• [EXERCISE PROMPT]: Copy every record word for word. The images stay behind.
*** Opening of DATA FOR THE TASK ***
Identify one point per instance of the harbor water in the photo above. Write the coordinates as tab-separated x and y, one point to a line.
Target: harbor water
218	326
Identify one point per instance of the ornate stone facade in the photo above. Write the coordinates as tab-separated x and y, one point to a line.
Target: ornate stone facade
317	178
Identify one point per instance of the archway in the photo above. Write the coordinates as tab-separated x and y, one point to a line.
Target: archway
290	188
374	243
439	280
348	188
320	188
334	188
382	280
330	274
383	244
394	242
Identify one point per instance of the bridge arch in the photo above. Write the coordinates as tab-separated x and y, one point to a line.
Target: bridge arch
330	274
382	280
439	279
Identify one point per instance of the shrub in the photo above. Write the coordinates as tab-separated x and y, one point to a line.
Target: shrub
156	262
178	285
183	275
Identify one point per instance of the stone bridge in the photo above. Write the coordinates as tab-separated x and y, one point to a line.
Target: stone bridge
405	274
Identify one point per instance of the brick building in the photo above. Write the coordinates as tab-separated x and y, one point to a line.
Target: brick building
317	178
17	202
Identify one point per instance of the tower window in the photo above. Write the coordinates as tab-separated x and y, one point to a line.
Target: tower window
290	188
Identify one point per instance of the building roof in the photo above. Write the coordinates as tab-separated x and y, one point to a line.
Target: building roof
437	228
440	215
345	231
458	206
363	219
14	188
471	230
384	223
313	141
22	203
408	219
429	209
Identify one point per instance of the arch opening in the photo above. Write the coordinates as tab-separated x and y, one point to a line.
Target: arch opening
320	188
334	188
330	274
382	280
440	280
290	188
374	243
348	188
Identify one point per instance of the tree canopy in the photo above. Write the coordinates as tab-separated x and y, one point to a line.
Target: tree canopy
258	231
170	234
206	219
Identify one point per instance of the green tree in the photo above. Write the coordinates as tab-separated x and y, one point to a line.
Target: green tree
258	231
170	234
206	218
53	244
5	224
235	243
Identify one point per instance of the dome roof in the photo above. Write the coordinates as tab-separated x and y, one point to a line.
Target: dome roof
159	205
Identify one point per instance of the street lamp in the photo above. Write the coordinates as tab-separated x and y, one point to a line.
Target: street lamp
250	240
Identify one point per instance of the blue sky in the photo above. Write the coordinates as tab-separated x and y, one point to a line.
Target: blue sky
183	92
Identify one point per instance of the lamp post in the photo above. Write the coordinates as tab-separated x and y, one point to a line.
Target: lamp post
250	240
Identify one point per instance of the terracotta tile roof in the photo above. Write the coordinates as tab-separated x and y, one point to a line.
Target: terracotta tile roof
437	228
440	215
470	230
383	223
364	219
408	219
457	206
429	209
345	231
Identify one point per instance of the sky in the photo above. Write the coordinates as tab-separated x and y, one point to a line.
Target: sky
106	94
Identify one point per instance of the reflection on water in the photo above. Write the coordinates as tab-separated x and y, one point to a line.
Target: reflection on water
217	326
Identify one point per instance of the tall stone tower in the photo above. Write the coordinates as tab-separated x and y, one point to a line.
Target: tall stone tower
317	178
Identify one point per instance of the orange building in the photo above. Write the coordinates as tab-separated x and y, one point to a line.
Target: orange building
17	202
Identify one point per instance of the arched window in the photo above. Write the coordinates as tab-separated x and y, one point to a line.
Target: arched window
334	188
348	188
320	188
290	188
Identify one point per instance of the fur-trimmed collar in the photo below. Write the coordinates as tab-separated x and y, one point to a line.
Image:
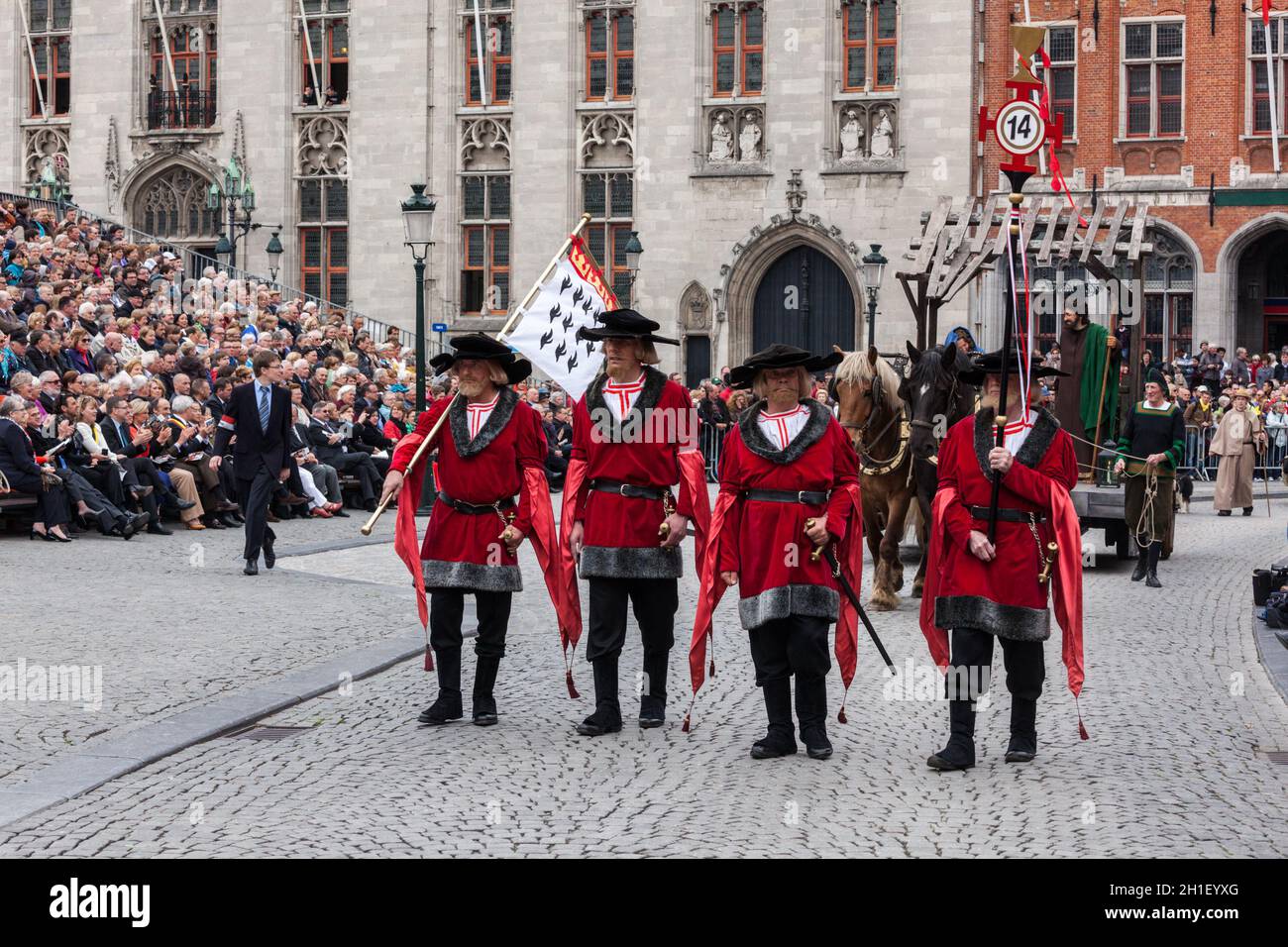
*** Close of DATA FOR THE TASK ***
• [YOUR SOLUTION]:
Identify one point per instance of the harbor water in the photo above. Write the coordinates as tab-separated x and y, one point to a line.
Target: harbor water
218	326
Identify one point per instance of the ornate stone facade in the photo above. Write the coordinates as tab-separated x and y, one point to a line.
Target: ornate stone facade
317	178
Identify one point per instance of the archway in the photo above. Write the coordinates as tab-separated x and y, one point to a line.
Target: archway
290	188
374	243
439	280
348	188
320	188
334	188
382	280
330	274
383	244
394	242
Identify one point per instance of the bridge arch in the photo above. Write the coordinates as tab-separated x and y, one point to a line.
Target: bridge arch
330	274
382	280
439	279
Identify one point per instance of the shrub in the photo above. Write the coordinates as tab-separated x and y, one point to a line.
Target: shrub
156	262
178	285
183	275
Identify one point per instance of the stone bridge in the photo above. Write the coordinates as tab-separated x and y, one point to a line.
Target: stone bridge
405	274
Identify one point per instance of the brick building in the photo above. Write the coordinates as tab-separated x and y, one point to a line.
Target: brick building
317	178
17	202
Identify one point per instance of the tower window in the photo above. Write the coordinates as tab-separated x and y, one point to a line.
Target: tower window
290	188
Identify one point per instance of the building roof in the photo above. Write the coordinates as tab-separated x and y, one point to a line.
Target: building roof
437	228
440	215
345	231
458	206
363	219
14	188
471	230
384	223
313	141
22	203
408	219
429	209
Identify one point per instance of the arch opening in the photo above. Write the coordinates as tab-separated x and y, one point to a line.
Target: arch opening
320	188
334	188
330	274
382	280
440	280
290	188
374	243
348	188
Identify one point per instance of the tree canopy in the photo above. Write the coordinates as tab-separated x and y, one point to a line.
Target: tree canopy
258	231
170	234
206	219
Identify one point per instance of the green tree in the photo above. Write the coordinates as tab-separated x and y, one point to a line.
Target: green tree
258	231
170	234
206	218
53	244
5	224
235	243
Identify one point per instance of the dome roof in the photo above. Write the coordinates as tab-separated x and y, one point to a line.
Target: dome roof
159	205
Identify one point per instance of the street lamp in the photo above. Write the coordinates as tab-separated x and y, one point to a line.
Target: street lamp
250	240
Identify one point per instance of the blue sky in the photo above. Write the coordinates as tab-separated x and y, one point to a line.
Target: blue sky
183	92
Identify one point per instance of the lamp post in the photo above. Write the coordinates as tab-separated x and y, one point to a line.
Target: lamp post
250	240
Identify one point per instance of the terracotta tile roof in the photo above. Write the coordinates as tab-separated x and y, one point to a line.
Target: terracotta tile roof
437	228
440	215
470	230
383	223
364	219
408	219
457	206
429	209
345	231
Identify one point per instance of the sky in the photo above. Write the coordinates as tab-separated x and y, one point to a line.
Target: sky
106	94
Identify one point per instance of the reflection on water in the photo above. Write the coordinates as tab-separated x and y, one point to a line.
Target: reflection on water
217	326
Identify one point per instance of the tall stone tower in the photo above. Write the coordinates as tab-separated x and y, one point to a line.
Target: tall stone tower
317	178
Identify one point per instance of the orange building in the photo above. Write the coordinates as tab-separated x and y, one point to a line.
Target: orange building
17	202
Identify one point per instance of the arched window in the photo above. Write the coordinates as tab-separated x and y, one point to a line.
Target: arched window
334	188
348	188
320	188
290	188
Identify one point per instance of the fur-trimmed collar in the photo below. Write the coordinates as tab-separated x and y, one point to a line.
Image:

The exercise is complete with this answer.